▶ **The records**
|---|
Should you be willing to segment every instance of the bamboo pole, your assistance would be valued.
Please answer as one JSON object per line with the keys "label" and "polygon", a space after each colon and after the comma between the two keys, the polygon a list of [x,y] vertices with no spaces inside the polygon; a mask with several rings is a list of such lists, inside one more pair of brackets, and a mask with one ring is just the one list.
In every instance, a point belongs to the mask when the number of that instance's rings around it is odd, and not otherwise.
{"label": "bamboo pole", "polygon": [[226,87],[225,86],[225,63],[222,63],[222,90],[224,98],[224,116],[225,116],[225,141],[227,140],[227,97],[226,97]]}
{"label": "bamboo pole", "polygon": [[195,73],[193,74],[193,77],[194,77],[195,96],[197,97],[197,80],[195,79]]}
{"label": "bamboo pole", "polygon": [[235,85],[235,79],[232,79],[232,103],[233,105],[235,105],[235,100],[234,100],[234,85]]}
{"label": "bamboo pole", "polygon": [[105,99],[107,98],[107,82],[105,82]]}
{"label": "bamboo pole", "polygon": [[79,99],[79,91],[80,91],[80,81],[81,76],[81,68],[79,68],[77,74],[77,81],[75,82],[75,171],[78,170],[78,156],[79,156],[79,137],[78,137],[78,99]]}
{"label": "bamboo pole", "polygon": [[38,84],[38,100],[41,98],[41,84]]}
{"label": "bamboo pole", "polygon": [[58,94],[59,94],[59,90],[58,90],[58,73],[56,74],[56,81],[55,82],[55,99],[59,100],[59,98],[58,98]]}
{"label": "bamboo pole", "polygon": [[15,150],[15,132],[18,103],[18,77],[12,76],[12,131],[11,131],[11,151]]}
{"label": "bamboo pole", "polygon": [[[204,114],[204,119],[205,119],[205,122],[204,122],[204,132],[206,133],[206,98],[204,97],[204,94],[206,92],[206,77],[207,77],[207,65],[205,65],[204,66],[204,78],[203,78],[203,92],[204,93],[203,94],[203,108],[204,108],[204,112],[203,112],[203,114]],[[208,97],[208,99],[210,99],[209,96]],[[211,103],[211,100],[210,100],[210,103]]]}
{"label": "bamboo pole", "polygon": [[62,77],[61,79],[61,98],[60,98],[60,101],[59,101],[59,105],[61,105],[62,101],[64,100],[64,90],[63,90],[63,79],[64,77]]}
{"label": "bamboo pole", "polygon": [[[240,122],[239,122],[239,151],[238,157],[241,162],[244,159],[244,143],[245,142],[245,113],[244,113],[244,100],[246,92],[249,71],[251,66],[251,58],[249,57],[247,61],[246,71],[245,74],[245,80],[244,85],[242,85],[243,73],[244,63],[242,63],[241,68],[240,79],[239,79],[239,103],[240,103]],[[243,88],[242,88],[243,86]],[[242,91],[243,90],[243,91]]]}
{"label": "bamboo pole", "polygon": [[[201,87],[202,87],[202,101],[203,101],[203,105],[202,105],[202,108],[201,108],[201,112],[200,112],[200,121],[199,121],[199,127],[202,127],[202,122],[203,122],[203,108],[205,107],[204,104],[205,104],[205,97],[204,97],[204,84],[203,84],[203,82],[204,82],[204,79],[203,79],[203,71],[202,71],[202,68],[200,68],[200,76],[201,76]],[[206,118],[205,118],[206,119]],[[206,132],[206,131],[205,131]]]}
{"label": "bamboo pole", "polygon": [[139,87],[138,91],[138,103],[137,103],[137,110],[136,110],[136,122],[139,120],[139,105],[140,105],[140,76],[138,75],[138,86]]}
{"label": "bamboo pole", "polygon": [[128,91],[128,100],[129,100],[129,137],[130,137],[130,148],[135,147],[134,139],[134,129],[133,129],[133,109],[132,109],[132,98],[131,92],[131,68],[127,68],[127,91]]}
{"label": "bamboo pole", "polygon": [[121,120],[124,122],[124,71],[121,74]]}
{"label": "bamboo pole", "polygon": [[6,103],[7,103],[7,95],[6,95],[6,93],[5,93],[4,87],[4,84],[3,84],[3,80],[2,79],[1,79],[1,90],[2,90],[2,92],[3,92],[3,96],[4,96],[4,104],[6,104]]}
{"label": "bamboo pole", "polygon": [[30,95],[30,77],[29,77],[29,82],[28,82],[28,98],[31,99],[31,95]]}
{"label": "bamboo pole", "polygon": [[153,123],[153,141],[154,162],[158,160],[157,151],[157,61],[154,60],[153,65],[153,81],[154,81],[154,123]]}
|---|
▶ **Problem**
Swap "valued" for "appreciated" in the lines starting at the first line and ending at the line that contains "Please answer as", and return only those lines with everything else unchanged.

▶ **Result**
Should you be willing to segment every instance of the bamboo pole, your assistance would be appreciated.
Please answer as one JSON object per line with the keys "label" and "polygon", a space after each colon and after the comma between the two keys, the polygon a list of [x,y] vertices with no spaces inside the polygon; a mask with several rings is a list of such lists, inside one more pair of brackets, and a mask with one ring is just the one list.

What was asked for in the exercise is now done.